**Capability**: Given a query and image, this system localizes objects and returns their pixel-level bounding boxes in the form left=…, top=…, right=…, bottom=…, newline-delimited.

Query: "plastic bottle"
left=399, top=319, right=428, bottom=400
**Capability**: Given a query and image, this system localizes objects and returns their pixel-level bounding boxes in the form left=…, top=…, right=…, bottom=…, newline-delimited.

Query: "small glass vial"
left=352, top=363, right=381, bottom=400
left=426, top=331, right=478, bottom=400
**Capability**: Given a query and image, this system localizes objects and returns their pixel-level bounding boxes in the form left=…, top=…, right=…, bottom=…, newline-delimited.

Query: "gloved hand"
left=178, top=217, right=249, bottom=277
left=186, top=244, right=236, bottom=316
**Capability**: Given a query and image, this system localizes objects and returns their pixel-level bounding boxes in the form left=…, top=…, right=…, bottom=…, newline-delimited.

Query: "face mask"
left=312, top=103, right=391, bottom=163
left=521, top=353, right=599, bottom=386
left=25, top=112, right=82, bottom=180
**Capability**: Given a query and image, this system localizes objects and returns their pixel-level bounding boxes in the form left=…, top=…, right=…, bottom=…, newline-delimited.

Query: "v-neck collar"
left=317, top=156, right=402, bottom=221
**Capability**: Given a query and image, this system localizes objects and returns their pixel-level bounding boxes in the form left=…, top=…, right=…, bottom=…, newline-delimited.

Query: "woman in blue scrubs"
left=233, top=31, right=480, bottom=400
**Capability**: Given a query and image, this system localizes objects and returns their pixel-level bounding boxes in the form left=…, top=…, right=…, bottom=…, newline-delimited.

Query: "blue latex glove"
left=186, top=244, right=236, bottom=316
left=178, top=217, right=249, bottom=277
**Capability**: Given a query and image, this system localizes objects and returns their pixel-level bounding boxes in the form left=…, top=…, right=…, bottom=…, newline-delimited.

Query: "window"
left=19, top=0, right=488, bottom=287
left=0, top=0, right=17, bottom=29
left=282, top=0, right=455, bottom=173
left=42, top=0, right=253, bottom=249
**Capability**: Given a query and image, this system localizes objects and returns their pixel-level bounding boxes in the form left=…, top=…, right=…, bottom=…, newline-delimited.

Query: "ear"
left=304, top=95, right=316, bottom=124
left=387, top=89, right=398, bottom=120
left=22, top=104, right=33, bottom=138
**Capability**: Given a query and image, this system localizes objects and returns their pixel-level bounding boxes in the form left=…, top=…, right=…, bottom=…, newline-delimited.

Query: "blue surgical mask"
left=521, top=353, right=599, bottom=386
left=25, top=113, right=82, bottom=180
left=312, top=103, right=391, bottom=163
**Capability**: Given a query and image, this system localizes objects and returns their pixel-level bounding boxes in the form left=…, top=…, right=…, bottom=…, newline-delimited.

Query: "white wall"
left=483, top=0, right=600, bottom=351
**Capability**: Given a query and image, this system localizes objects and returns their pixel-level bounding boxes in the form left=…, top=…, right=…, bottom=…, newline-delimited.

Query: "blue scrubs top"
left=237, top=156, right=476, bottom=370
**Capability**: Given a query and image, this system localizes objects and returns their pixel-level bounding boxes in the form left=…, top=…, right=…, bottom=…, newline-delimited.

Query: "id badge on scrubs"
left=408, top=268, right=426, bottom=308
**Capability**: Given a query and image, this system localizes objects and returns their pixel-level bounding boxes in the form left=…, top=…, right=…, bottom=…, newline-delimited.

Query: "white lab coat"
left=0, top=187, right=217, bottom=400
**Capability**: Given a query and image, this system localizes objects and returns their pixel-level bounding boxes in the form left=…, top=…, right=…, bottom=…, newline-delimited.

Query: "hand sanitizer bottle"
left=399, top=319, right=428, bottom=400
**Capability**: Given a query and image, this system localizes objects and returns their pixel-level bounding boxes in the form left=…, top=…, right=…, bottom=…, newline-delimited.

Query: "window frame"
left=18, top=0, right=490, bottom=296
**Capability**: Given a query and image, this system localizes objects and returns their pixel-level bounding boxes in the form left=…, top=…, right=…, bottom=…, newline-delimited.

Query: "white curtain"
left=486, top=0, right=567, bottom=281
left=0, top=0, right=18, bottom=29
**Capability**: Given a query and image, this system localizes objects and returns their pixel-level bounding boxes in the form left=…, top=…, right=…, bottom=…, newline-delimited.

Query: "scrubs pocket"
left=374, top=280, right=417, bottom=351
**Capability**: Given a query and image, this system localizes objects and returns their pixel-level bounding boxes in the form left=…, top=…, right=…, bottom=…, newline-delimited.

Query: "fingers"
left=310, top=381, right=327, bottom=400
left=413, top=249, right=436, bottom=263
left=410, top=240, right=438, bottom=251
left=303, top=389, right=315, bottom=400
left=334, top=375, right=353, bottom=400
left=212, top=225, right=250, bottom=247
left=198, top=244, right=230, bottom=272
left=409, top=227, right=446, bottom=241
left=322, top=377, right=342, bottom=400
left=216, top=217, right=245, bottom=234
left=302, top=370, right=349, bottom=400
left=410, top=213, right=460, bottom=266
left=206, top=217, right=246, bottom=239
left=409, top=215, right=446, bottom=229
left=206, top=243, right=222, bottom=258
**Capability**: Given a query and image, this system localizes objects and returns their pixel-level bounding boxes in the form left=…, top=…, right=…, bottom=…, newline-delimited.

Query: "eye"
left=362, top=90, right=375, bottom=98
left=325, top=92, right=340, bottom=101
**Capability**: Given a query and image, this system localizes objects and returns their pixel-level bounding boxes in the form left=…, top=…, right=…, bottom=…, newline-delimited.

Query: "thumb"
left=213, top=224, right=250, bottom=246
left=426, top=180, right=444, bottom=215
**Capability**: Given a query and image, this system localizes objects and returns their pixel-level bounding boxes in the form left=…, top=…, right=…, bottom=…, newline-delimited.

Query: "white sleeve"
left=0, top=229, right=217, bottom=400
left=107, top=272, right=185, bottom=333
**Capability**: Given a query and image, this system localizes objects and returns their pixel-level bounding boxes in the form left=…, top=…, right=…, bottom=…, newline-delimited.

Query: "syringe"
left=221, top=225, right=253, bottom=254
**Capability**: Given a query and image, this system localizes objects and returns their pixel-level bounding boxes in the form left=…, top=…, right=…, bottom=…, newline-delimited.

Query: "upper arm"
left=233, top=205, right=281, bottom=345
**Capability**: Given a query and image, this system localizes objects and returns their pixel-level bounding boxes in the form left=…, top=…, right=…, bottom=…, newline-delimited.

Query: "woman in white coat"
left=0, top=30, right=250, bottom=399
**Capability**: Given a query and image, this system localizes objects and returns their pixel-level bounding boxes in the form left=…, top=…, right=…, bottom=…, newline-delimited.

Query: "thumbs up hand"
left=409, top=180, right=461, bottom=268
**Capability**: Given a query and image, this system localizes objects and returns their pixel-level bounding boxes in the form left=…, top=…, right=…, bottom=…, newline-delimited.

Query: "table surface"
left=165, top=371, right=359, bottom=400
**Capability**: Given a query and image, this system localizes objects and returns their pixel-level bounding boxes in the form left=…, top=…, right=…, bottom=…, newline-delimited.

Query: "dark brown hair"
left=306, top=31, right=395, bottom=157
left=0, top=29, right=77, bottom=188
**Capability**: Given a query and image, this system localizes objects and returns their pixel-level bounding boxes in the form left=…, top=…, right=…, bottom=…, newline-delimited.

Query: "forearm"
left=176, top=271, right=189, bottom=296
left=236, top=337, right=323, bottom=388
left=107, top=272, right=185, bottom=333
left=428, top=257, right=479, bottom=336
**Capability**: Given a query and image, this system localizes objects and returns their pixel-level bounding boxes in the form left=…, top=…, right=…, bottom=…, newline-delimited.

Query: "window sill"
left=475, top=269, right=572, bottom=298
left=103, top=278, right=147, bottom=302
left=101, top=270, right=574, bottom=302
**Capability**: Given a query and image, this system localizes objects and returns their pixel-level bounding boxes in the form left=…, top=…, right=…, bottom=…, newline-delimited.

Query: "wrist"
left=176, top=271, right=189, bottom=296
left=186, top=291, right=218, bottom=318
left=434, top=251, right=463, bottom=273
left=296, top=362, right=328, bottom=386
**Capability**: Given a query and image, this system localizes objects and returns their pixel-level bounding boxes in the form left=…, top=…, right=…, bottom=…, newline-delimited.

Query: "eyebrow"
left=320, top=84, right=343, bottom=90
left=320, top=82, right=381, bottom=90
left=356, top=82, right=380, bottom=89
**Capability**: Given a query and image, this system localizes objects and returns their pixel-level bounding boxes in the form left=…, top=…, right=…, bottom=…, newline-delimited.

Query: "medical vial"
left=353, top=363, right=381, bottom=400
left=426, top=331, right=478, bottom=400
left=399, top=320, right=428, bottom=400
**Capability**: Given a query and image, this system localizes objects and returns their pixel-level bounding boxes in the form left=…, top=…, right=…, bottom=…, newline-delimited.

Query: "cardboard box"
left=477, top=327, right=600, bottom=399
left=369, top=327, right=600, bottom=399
----------------------------------------
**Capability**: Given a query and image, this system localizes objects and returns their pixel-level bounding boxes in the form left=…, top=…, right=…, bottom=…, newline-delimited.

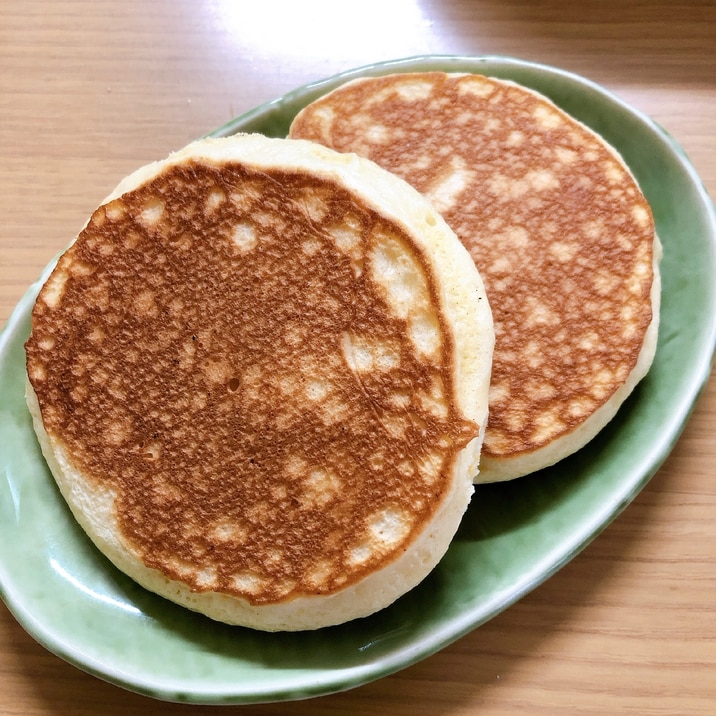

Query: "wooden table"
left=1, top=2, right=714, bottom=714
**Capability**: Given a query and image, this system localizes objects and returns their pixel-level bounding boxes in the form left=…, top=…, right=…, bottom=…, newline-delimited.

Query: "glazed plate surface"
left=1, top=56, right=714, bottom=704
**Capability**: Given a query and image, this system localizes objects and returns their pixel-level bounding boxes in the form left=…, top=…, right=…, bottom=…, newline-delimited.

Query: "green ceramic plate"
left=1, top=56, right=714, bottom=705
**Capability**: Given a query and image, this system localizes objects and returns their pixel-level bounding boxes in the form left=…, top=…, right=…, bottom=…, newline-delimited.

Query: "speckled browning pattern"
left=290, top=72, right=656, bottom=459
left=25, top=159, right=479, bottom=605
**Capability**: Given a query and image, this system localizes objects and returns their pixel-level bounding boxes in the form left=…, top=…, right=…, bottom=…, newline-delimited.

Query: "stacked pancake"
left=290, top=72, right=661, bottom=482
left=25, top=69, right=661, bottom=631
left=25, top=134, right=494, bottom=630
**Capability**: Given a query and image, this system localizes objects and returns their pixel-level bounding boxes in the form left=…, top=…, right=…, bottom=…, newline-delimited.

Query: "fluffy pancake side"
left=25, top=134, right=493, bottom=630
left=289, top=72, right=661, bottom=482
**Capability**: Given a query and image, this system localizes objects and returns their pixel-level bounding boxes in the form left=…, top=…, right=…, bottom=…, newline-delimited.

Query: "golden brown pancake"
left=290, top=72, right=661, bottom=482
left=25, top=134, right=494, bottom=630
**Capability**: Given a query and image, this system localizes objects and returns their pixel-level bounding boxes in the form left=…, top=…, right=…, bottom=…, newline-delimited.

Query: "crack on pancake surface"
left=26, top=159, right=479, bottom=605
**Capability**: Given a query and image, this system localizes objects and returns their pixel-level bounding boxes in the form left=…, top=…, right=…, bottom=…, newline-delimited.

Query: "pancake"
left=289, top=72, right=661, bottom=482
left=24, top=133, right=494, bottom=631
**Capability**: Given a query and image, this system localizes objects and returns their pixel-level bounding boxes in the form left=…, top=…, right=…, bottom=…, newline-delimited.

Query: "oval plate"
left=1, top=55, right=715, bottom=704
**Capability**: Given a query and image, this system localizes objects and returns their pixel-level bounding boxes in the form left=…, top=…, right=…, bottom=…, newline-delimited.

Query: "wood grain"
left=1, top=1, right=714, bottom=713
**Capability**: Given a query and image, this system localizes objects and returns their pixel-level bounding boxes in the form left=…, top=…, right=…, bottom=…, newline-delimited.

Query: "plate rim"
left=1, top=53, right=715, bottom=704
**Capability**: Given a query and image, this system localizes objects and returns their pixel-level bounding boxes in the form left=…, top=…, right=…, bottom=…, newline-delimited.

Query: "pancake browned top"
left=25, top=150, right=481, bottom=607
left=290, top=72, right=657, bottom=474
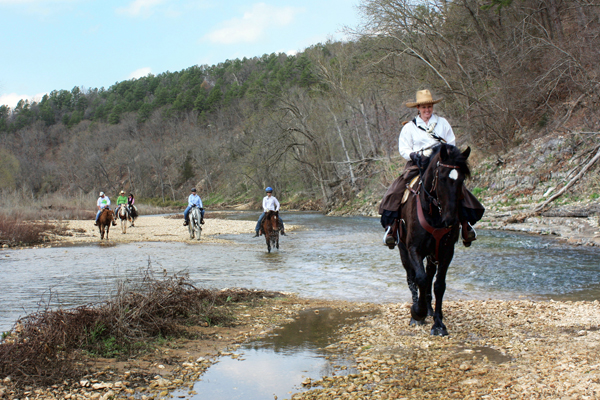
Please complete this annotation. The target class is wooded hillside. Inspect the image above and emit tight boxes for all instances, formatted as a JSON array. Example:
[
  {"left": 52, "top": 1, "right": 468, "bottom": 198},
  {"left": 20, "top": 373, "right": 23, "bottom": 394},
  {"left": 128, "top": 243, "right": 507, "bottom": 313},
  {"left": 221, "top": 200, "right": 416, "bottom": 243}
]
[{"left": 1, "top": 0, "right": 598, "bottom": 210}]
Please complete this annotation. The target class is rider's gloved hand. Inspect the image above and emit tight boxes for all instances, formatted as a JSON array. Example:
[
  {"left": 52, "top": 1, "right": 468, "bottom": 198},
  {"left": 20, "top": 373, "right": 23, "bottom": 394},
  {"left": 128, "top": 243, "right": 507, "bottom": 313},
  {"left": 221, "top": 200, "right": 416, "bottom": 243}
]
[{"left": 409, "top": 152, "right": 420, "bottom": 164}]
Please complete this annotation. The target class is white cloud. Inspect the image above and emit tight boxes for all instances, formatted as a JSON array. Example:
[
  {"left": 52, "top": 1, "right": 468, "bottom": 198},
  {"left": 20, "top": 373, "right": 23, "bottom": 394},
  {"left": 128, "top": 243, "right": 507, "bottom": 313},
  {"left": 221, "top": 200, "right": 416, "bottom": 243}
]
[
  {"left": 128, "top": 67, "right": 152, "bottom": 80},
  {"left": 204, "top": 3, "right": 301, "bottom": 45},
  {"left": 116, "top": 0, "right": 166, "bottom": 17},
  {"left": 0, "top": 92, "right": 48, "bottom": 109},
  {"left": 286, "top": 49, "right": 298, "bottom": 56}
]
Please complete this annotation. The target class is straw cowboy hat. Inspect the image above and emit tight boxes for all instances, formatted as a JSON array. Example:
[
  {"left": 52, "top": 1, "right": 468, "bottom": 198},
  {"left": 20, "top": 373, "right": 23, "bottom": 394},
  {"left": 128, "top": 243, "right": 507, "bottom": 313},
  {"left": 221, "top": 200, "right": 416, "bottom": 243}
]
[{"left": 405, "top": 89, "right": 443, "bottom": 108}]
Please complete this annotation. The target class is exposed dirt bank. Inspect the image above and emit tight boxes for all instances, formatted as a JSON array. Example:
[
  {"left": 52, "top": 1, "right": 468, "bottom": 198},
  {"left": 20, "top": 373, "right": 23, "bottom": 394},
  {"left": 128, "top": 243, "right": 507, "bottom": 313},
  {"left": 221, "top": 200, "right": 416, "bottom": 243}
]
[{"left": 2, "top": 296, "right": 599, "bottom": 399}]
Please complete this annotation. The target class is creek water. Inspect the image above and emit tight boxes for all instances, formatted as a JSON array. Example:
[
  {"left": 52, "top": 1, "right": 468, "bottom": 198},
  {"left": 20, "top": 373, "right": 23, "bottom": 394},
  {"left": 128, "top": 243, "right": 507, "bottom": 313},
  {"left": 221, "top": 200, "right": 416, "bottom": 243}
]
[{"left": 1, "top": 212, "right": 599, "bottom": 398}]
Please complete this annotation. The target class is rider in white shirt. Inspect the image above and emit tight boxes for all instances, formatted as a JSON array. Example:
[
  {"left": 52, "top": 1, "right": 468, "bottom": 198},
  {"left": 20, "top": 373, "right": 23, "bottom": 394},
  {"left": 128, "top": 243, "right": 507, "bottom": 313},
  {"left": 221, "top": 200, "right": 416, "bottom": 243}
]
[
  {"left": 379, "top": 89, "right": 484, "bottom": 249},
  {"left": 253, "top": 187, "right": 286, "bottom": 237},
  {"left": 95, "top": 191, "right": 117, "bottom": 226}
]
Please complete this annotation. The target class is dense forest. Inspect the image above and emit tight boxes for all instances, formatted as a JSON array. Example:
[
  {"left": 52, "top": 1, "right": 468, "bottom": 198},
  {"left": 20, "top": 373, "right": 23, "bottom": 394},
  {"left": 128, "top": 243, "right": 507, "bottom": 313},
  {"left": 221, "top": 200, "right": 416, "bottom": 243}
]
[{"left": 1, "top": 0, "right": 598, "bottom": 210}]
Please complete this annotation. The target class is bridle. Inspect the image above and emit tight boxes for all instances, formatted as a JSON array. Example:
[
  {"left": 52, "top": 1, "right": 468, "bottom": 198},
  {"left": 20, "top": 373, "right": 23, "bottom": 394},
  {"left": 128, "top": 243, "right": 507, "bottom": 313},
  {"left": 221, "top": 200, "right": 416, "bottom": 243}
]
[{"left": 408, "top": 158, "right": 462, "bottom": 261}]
----------------------------------------
_Your goal:_ What is the number of lines in the records above that include the word "complete"? Reply with that number and nothing more.

_Answer section:_ 9